> Problem details: Could you switch "in the lesson" to "in this exercise" everywhere in the lines below and write them out again with nothing else altered?

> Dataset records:

########

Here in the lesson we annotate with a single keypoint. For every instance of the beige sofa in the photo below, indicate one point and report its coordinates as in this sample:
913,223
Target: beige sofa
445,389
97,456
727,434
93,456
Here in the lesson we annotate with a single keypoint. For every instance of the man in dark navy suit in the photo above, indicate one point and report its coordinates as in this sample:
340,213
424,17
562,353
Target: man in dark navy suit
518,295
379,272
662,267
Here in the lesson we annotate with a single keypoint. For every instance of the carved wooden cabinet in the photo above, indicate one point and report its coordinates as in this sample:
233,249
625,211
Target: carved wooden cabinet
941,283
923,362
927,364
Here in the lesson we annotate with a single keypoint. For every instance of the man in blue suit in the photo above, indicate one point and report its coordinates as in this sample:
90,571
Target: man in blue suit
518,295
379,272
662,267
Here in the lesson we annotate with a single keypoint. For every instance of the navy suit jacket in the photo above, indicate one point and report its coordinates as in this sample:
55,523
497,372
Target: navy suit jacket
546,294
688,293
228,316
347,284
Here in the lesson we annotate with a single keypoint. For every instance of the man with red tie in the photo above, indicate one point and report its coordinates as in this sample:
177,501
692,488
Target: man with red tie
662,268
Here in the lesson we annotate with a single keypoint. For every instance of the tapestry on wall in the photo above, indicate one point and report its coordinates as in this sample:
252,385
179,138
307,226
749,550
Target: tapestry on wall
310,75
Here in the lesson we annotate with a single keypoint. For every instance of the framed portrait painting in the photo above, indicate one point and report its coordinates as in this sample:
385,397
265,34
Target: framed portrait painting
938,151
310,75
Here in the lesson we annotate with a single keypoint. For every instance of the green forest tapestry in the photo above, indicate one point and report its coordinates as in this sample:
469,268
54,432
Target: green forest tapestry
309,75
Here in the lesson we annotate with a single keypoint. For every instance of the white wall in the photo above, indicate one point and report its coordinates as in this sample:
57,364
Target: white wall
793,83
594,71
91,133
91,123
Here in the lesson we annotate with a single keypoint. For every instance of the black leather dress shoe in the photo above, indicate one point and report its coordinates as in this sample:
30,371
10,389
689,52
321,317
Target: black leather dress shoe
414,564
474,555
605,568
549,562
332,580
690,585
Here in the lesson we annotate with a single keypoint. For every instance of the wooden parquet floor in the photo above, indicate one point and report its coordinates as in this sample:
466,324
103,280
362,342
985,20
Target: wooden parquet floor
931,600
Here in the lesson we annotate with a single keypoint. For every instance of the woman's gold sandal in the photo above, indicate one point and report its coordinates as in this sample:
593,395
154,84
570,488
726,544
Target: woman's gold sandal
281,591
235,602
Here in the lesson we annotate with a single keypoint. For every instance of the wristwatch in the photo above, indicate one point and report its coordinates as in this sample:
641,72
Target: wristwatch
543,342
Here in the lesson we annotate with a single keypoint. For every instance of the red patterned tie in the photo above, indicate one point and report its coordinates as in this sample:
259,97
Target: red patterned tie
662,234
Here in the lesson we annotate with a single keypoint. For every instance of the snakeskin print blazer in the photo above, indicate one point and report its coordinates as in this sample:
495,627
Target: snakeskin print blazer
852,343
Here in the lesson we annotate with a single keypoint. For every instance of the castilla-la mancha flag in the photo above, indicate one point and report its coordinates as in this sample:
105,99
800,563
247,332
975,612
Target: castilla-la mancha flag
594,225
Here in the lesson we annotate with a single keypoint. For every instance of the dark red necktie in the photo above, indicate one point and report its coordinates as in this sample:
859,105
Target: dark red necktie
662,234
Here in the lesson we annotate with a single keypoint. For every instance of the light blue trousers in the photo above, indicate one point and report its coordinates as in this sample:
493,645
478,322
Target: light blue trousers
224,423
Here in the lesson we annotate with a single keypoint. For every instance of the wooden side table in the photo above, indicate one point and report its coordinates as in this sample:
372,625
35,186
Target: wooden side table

########

> Solution below:
Here in this exercise we annotate with a single keypoint. For every instance of the beige sofa in the photo below, indicate one point and report its coordinates as in this sample:
913,223
Target: beige sofa
445,389
97,456
727,434
93,456
Here in this exercise we annotate with a single keypoint. For every instance of the man in dark navy suit in the photo above, indicate one point and report its coordinates as in this sample:
340,213
424,17
562,353
Target: man in dark navy suit
518,295
379,272
662,267
Here in this exercise we annotate with a single keypoint. For every instance of the carved wooden cabinet in the photo above, indicate one point and report its coordinates as in this sample:
233,249
625,211
Target: carved wooden cabinet
941,283
923,362
927,364
Here in this exercise we annotate with a single keypoint. For every instance of the man in blue suit in the photo above, indicate one point and report its coordinates as in this sample:
90,571
Target: man in blue suit
518,295
379,272
662,267
Here in this exercise we annotate with a single keypoint. For every instance of the navy suit jacket in the photo above, indicate one point and report its coordinates as in this sample:
55,523
497,372
Target: navy suit jacket
546,294
688,293
228,316
347,284
Here in this exercise we annotate with a single keypoint. For every instance of the man with red tie in the photo above, indicate one point and report its coordinates as in this sample:
177,501
692,488
Target: man with red tie
662,268
Here in this exercise we annotate with a single keypoint. For every instance of the tapestry on wall in the photo above, indicate one point and report its coordinates as in this sample:
252,385
179,138
307,226
749,550
Target: tapestry on wall
310,75
Here in this exercise we annotate with a single keypoint. For every instance of the framed portrait painting in the photo above, indicate one point and report its coordinates as in this sample:
385,397
265,34
Target: framed portrait painting
938,151
310,75
Here in this exercise we annotate with a single keypoint. For every instance of the green forest tapestry in the photo above, indicate one point and report its coordinates as in this sample:
469,268
54,432
Target: green forest tapestry
309,75
Here in this exercise we annotate with a single keypoint. For every instance of the white wall in the photo above, indicate one point and report its coordinates as in this sample:
57,364
Target: white wall
793,83
594,71
91,133
91,123
Here in this exercise we annotate with a single keypoint. For every instance of the black leather dress shoe in the photo above, indicate one point and report its coordinates as in this sample:
30,371
10,389
689,52
321,317
Target: black leather dress shoe
414,564
474,555
605,568
549,562
332,580
690,585
Here in this exercise we annotate with a single keypoint. For every instance of the wooden parquet floor in the photo above, indicate one point and report its coordinates as in this sample:
466,324
103,280
362,342
985,20
Target: wooden parquet floor
931,600
Here in this exercise we annotate with a single keypoint. For every instance of the woman's gold sandal in the photo above, indicate one point and report its coordinates as in this sample:
593,395
154,84
570,488
726,544
Target: woman's gold sandal
281,591
235,602
Here in this exercise we annotate with a single keypoint. For every instance of the wristwatch in the photo above, indicate one point and report its coordinates as in this sample:
641,72
Target: wristwatch
543,342
Here in this exercise we annotate with a single keypoint. For every instance of the red patterned tie in the photo above, indicate one point and report its coordinates as in this sample:
259,97
Target: red patterned tie
662,234
Here in this exercise we annotate with a single keypoint. For every instance of the snakeskin print blazer in the photo above, indicate one point and report its coordinates as in this sample:
495,627
Target: snakeskin print blazer
852,343
Here in this exercise we annotate with a single keypoint. For every instance of the castilla-la mancha flag in the photo above, indicate one point and report its coordinates as in this sample:
105,99
800,563
247,332
975,612
Target: castilla-la mancha flag
594,225
Here in this exercise we annotate with a single keypoint. For every instance of the dark red necktie in the photo above, indicate one point and report its coordinates as in this sample:
859,105
Target: dark red necktie
662,234
Here in this exercise we annotate with a single keypoint. For every instance of the light blue trousers in the photo above, indicate one point and report its coordinates as in this sample:
493,645
478,322
Target: light blue trousers
224,423
Here in this exercise we annotate with a single keypoint. For every instance of the wooden side table in the photo above, indicate one point and report its coordinates as in this sample:
372,625
35,186
Target: wooden side table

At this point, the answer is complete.